- REQUIREMENT 1
List every line of the records below that contains the word "along". Case counts.

Wait, what, you had a Mk III and didn't sell it to me? Not knowing me at the time is no excuse.

I am crushed.


----------



## cortinajim (Sep 12, 2009)

Was a bit shocked when you said i passed you untill i read that you were stopped ,as in 430 miles i never passed nothing and never looked like i would :wave: :driver:


----------



## Guest (Aug 30, 2012)

Derekh929 said:


> Well i'm glad the Swirl Police finally caught someone LOL


I was naughty on purpose :lol:


----------



## Foxx (Jul 5, 2011)

cortinajim said:


> Was a bit shocked when you said i passed you untill i read that you were stopped ,as in 430 miles i never passed nothing and never looked like i would :wave: :driver:


I know that feeling. In the three years driving my old Series III, I only ever passed in the middle lane ONCE, and that was a knackered old Metro driving so slow it was travelling at the speed of heavy. I felt like the King of the Motorway!

Then I broke down :wall:


----------



## n_d_fox (Apr 18, 2007)

cracking write up guys... think my brother bought a SN sponge off you guys (you were a whole pound cheaper than everyone else ) and we had an entertaining conversation about the germans... no swiss word for sponge 

Would have liked to have a better mooch at your stuff but the stand was 4-5 bodies deep all day and i like my space 

cheers, Nige


----------



## Foxx (Jul 5, 2011)

n_d_fox said:


> cracking write up guys... think my brother bought a SN sponge off you guys (you were a whole pound cheaper than everyone else ) and we had an entertaining conversation about the germans... no swiss word for sponge
> 
> Would have liked to have a better mooch at your stuff but the stand was 4-5 bodies deep all day and i like my space
> 
> cheers, Nige


Yep, it was crazy crazy busy. Must be our alluring musk that draws people in :lol:

Thanks for stopping by


----------



## Top Car Detailing (Aug 5, 2012)

*The Magician,s Car*

More mysterious mystery lighting...

...but when I shoot the other side, the lighting swaps round. HOW DOES THAT WORK?

I The Magician used my secret formula and did some Magic


----------



## Foxx (Jul 5, 2011)

:lol:


----------

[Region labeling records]
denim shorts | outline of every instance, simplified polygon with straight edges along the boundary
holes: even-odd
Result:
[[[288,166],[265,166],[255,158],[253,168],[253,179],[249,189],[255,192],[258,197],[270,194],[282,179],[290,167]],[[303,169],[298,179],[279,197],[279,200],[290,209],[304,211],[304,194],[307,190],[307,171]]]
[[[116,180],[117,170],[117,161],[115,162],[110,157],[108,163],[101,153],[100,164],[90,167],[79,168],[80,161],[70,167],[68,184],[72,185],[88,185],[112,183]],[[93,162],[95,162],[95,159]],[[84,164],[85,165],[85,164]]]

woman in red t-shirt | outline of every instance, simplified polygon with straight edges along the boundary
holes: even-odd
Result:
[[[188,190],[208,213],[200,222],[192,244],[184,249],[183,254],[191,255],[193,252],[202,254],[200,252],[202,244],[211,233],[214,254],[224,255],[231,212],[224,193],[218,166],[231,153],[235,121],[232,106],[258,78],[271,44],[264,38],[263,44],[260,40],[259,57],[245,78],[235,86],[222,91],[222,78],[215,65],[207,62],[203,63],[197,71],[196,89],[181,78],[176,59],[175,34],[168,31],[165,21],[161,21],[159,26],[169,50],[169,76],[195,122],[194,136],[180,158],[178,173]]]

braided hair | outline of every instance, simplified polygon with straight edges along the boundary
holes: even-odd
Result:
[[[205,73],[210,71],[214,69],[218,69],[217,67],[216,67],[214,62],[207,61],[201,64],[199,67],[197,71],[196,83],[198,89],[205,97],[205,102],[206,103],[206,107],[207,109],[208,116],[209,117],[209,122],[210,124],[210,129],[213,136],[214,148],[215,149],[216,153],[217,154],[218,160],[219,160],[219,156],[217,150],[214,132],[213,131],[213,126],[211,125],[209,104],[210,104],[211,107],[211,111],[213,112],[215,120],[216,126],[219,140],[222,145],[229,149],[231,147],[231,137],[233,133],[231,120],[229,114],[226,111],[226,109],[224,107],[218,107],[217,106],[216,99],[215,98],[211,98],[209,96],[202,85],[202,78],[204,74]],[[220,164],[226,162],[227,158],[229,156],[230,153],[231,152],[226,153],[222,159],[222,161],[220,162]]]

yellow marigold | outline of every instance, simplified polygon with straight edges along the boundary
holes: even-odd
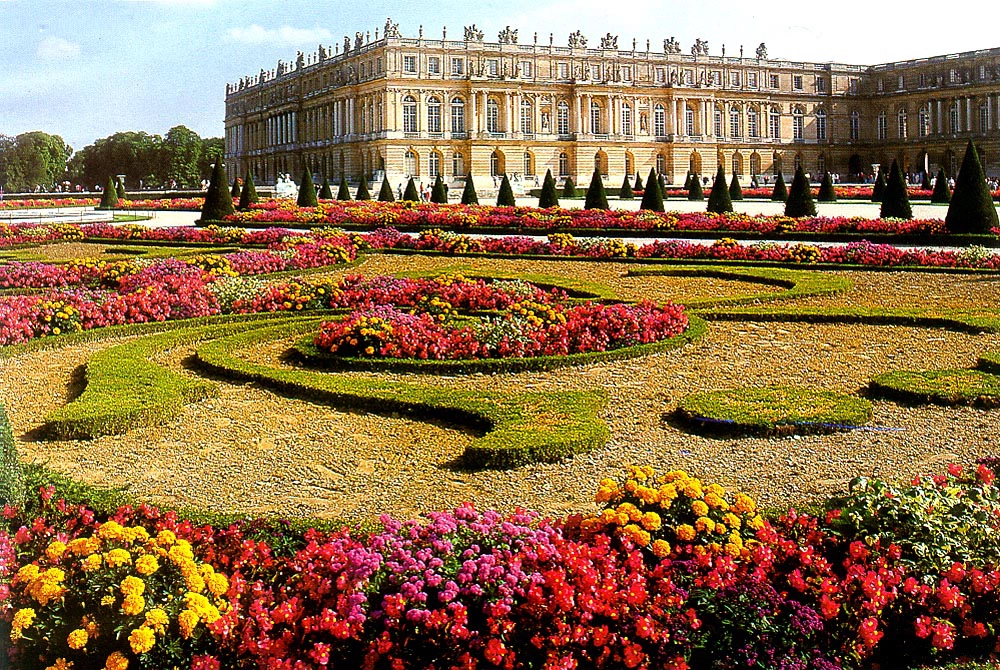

- REQUIREMENT 2
Reproduce the entire forum thread above word for word, without any changes.

- CORRECT RESPONSE 1
denim shorts | outline of every instance, simplified polygon with straight edges along the boundary
woman in red t-shirt | outline of every instance, simplified polygon with straight edges along the boundary
braided hair | outline of every instance, simplified polygon with straight edges along the boundary
yellow marigold | outline of every instance, simplified polygon with straight edges along the boundary

- CORRECT RESPONSE 2
Wait, what, you had a Mk III and didn't sell it to me? Not knowing me at the time is no excuse.

I am crushed.


----------



## cortinajim (Sep 12, 2009)

Was a bit shocked when you said i passed you untill i read that you were stopped ,as in 430 miles i never passed nothing and never looked like i would :wave: :driver:


----------



## Guest (Aug 30, 2012)

Derekh929 said:


> Well i'm glad the Swirl Police finally caught someone LOL


I was naughty on purpose :lol:


----------



## Foxx (Jul 5, 2011)

cortinajim said:


> Was a bit shocked when you said i passed you untill i read that you were stopped ,as in 430 miles i never passed nothing and never looked like i would :wave: :driver:


I know that feeling. In the three years driving my old Series III, I only ever passed in the middle lane ONCE, and that was a knackered old Metro driving so slow it was travelling at the speed of heavy. I felt like the King of the Motorway!

Then I broke down :wall:


----------



## n_d_fox (Apr 18, 2007)

cracking write up guys... think my brother bought a SN sponge off you guys (you were a whole pound cheaper than everyone else ) and we had an entertaining conversation about the germans... no swiss word for sponge 

Would have liked to have a better mooch at your stuff but the stand was 4-5 bodies deep all day and i like my space 

cheers, Nige


----------



## Foxx (Jul 5, 2011)

n_d_fox said:


> cracking write up guys... think my brother bought a SN sponge off you guys (you were a whole pound cheaper than everyone else ) and we had an entertaining conversation about the germans... no swiss word for sponge
> 
> Would have liked to have a better mooch at your stuff but the stand was 4-5 bodies deep all day and i like my space
> 
> cheers, Nige


Yep, it was crazy crazy busy. Must be our alluring musk that draws people in :lol:

Thanks for stopping by


----------



## Top Car Detailing (Aug 5, 2012)

*The Magician,s Car*

More mysterious mystery lighting...

...but when I shoot the other side, the lighting swaps round. HOW DOES THAT WORK?

I The Magician used my secret formula and did some Magic


----------



## Foxx (Jul 5, 2011)

:lol:


----------